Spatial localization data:
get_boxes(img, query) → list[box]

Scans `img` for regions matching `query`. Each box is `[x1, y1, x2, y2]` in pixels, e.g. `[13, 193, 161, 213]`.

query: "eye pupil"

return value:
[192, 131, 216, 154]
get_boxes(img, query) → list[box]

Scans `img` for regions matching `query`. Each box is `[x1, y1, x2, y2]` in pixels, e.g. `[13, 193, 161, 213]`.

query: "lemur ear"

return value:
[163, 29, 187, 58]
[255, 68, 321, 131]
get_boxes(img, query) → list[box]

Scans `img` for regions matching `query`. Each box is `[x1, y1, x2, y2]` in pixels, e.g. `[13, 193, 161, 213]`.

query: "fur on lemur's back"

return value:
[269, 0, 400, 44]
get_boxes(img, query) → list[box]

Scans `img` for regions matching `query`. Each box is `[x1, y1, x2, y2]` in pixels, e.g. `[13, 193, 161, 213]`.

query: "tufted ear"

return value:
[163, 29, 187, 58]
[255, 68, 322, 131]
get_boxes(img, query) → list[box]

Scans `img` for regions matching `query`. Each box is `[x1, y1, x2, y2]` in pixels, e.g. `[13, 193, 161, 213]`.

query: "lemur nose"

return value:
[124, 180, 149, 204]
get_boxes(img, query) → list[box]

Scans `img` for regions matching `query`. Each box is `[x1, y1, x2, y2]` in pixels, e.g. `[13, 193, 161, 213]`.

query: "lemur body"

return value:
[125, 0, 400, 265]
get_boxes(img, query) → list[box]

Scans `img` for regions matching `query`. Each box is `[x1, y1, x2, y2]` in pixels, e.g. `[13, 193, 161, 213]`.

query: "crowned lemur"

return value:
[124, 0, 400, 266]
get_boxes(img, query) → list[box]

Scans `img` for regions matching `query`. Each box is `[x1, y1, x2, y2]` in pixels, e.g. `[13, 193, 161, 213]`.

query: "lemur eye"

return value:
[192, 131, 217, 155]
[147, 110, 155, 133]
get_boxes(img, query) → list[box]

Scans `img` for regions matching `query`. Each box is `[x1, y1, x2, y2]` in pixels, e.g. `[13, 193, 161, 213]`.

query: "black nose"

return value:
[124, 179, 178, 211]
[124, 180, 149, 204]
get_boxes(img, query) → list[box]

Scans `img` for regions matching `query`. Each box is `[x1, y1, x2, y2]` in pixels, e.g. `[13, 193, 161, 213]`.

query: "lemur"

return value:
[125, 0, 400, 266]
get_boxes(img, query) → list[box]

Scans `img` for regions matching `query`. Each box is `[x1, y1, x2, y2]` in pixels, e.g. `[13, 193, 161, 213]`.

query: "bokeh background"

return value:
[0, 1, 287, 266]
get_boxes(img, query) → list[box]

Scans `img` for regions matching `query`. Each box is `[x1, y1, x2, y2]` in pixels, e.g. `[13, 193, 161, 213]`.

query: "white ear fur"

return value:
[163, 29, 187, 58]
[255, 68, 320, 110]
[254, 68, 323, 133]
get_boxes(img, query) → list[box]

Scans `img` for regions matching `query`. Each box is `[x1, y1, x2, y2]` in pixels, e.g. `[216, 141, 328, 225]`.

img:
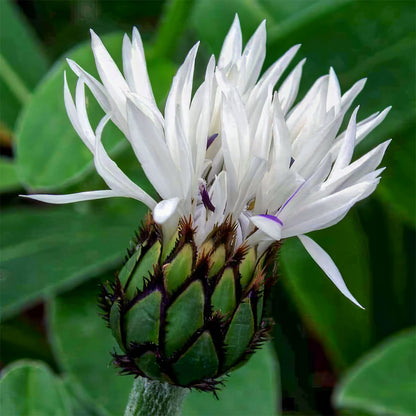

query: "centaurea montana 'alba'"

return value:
[26, 16, 391, 310]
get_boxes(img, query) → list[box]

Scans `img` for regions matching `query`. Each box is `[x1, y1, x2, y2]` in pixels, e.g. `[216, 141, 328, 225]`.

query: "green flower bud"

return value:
[99, 215, 279, 392]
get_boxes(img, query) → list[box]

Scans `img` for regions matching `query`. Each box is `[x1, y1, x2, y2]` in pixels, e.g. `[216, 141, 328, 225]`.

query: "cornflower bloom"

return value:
[25, 16, 390, 389]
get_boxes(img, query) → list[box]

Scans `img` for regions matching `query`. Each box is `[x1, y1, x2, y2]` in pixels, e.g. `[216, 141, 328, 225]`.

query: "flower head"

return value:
[25, 15, 390, 309]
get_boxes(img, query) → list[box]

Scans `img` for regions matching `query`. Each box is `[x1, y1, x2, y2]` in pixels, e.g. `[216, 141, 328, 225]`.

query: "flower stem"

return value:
[123, 378, 188, 416]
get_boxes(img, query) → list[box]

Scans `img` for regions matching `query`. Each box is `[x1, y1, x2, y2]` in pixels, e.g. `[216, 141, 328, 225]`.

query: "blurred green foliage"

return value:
[0, 0, 415, 415]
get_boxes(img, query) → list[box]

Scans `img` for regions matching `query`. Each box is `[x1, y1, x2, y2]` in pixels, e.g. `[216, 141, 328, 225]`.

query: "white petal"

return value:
[332, 107, 391, 153]
[90, 30, 129, 114]
[291, 115, 343, 178]
[21, 190, 119, 204]
[233, 156, 267, 214]
[123, 28, 156, 106]
[341, 78, 366, 111]
[94, 115, 156, 208]
[245, 229, 274, 249]
[203, 171, 228, 235]
[324, 140, 390, 194]
[192, 55, 215, 180]
[278, 58, 306, 115]
[250, 215, 282, 241]
[271, 93, 291, 168]
[298, 235, 364, 308]
[332, 106, 359, 173]
[75, 79, 96, 145]
[210, 171, 227, 216]
[327, 67, 341, 112]
[252, 86, 273, 160]
[355, 107, 391, 145]
[164, 43, 199, 170]
[239, 20, 266, 92]
[287, 75, 328, 138]
[218, 15, 242, 69]
[247, 44, 300, 110]
[281, 182, 372, 237]
[63, 73, 86, 149]
[256, 44, 301, 91]
[219, 90, 245, 181]
[66, 59, 111, 114]
[153, 197, 181, 224]
[126, 97, 183, 199]
[217, 74, 251, 178]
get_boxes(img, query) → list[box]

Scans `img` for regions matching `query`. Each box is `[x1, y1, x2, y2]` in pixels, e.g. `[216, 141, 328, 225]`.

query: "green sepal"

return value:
[165, 281, 204, 356]
[256, 291, 264, 327]
[255, 249, 267, 275]
[124, 290, 162, 346]
[211, 267, 236, 316]
[164, 243, 193, 295]
[239, 247, 256, 290]
[199, 239, 213, 255]
[135, 351, 162, 379]
[118, 249, 141, 287]
[223, 299, 254, 369]
[173, 331, 219, 385]
[161, 230, 179, 263]
[109, 301, 123, 350]
[125, 241, 161, 299]
[208, 245, 226, 278]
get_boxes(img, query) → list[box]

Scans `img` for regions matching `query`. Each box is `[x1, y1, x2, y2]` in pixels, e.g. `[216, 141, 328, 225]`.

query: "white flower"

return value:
[24, 16, 391, 308]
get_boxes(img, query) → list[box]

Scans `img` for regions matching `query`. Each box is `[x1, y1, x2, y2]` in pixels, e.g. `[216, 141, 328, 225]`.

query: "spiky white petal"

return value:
[21, 190, 119, 204]
[298, 235, 364, 309]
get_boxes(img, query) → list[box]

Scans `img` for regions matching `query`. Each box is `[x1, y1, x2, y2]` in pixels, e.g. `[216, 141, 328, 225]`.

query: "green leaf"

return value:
[49, 278, 133, 416]
[15, 33, 122, 191]
[182, 343, 280, 416]
[0, 158, 21, 192]
[0, 0, 48, 128]
[0, 315, 55, 368]
[0, 204, 144, 319]
[279, 214, 373, 369]
[62, 376, 108, 416]
[376, 120, 416, 228]
[16, 34, 176, 190]
[334, 329, 416, 416]
[152, 0, 197, 59]
[190, 0, 352, 57]
[356, 200, 416, 343]
[0, 360, 72, 416]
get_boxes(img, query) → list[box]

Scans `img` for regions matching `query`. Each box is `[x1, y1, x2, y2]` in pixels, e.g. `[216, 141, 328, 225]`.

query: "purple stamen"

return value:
[290, 157, 295, 167]
[199, 184, 216, 212]
[259, 214, 283, 226]
[278, 181, 306, 214]
[207, 133, 218, 149]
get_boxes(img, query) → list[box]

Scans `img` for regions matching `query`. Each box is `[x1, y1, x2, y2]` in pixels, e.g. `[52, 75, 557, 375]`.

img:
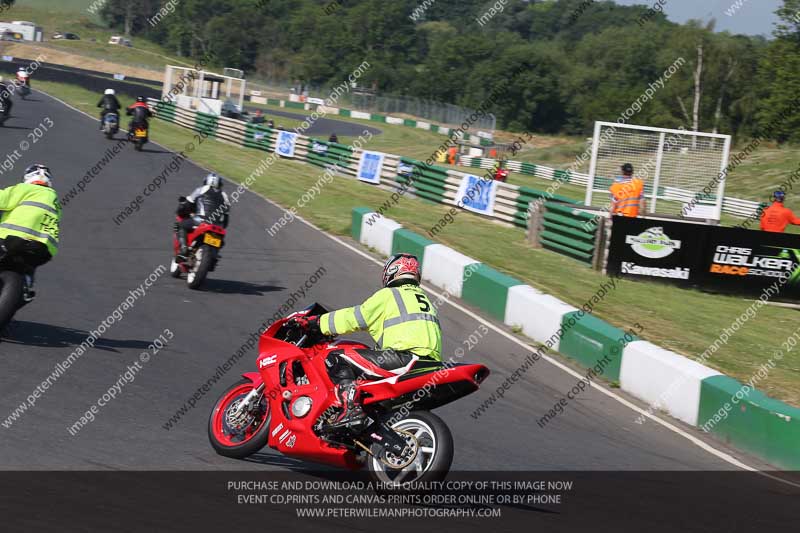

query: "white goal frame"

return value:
[585, 121, 731, 221]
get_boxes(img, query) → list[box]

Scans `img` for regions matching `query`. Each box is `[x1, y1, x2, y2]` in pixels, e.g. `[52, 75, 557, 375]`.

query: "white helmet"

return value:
[23, 164, 53, 188]
[204, 173, 222, 190]
[104, 88, 115, 96]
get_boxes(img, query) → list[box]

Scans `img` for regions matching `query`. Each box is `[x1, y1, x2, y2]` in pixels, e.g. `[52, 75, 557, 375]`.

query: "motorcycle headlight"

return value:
[291, 396, 312, 418]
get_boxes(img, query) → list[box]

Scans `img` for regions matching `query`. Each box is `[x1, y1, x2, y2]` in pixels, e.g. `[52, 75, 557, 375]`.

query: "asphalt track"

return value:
[1, 87, 799, 532]
[0, 90, 777, 472]
[244, 105, 383, 138]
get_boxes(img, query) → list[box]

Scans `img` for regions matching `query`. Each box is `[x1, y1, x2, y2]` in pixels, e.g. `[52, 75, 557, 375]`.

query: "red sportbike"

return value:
[208, 303, 490, 484]
[170, 216, 226, 289]
[494, 167, 509, 182]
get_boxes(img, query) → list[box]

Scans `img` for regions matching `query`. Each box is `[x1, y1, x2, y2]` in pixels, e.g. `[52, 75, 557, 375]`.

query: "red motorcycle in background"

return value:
[170, 215, 226, 289]
[208, 303, 490, 484]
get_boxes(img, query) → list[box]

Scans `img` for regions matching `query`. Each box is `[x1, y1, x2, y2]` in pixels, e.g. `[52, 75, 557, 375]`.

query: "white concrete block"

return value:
[360, 214, 401, 257]
[504, 285, 578, 347]
[421, 244, 479, 298]
[620, 340, 721, 426]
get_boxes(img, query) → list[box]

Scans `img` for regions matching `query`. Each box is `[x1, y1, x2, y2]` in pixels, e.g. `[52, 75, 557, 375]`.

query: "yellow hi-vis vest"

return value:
[319, 284, 442, 360]
[0, 183, 61, 257]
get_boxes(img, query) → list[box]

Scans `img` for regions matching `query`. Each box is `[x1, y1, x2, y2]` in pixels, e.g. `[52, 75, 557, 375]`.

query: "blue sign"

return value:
[274, 131, 297, 158]
[456, 174, 497, 216]
[357, 151, 385, 184]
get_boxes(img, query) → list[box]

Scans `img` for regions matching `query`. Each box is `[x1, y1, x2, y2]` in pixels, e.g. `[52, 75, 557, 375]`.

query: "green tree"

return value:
[757, 0, 800, 142]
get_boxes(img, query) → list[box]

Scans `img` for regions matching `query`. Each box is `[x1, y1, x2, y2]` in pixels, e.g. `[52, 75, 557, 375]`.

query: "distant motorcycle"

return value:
[128, 124, 148, 151]
[102, 112, 119, 139]
[170, 213, 226, 289]
[0, 243, 36, 331]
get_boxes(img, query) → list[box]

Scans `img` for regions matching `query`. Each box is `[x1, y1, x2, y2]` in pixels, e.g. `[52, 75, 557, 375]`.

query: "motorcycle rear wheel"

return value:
[208, 378, 271, 459]
[367, 410, 454, 486]
[0, 271, 24, 331]
[187, 245, 214, 289]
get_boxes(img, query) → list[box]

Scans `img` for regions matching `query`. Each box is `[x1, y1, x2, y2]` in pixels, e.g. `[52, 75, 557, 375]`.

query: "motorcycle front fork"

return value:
[241, 384, 265, 412]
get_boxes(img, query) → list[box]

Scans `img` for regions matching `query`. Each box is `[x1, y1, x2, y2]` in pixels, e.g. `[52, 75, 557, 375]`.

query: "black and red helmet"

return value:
[382, 253, 421, 288]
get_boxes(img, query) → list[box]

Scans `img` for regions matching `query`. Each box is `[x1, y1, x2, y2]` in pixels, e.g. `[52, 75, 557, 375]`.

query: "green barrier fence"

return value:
[462, 264, 523, 321]
[698, 375, 800, 470]
[195, 112, 218, 138]
[557, 312, 632, 382]
[537, 202, 598, 265]
[391, 229, 434, 264]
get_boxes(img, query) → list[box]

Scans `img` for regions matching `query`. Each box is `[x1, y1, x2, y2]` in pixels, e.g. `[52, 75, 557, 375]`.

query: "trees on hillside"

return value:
[97, 0, 793, 143]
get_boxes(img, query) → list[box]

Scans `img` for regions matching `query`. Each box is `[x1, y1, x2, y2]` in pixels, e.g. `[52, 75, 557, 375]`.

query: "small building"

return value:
[0, 21, 43, 42]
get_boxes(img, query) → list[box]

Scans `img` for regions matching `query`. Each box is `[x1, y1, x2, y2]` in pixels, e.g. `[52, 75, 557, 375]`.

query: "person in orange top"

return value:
[760, 191, 800, 233]
[447, 146, 457, 165]
[610, 163, 645, 217]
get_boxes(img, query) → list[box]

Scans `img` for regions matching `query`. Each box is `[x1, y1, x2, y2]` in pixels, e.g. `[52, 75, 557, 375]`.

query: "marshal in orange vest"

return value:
[610, 175, 644, 217]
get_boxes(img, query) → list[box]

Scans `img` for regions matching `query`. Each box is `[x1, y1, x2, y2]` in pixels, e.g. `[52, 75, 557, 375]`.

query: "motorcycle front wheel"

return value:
[367, 410, 454, 486]
[208, 379, 271, 459]
[0, 271, 24, 331]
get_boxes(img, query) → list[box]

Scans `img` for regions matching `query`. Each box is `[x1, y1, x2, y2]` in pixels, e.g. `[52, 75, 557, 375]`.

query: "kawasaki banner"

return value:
[606, 218, 700, 284]
[606, 216, 800, 300]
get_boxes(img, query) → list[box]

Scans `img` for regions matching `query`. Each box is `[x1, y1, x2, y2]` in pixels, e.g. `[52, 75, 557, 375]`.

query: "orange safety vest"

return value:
[760, 201, 800, 233]
[447, 147, 457, 165]
[610, 177, 644, 217]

— About this task —
Among the entries above, how many lines hold the word "vest"? Reply with only that number.

— Solution —
3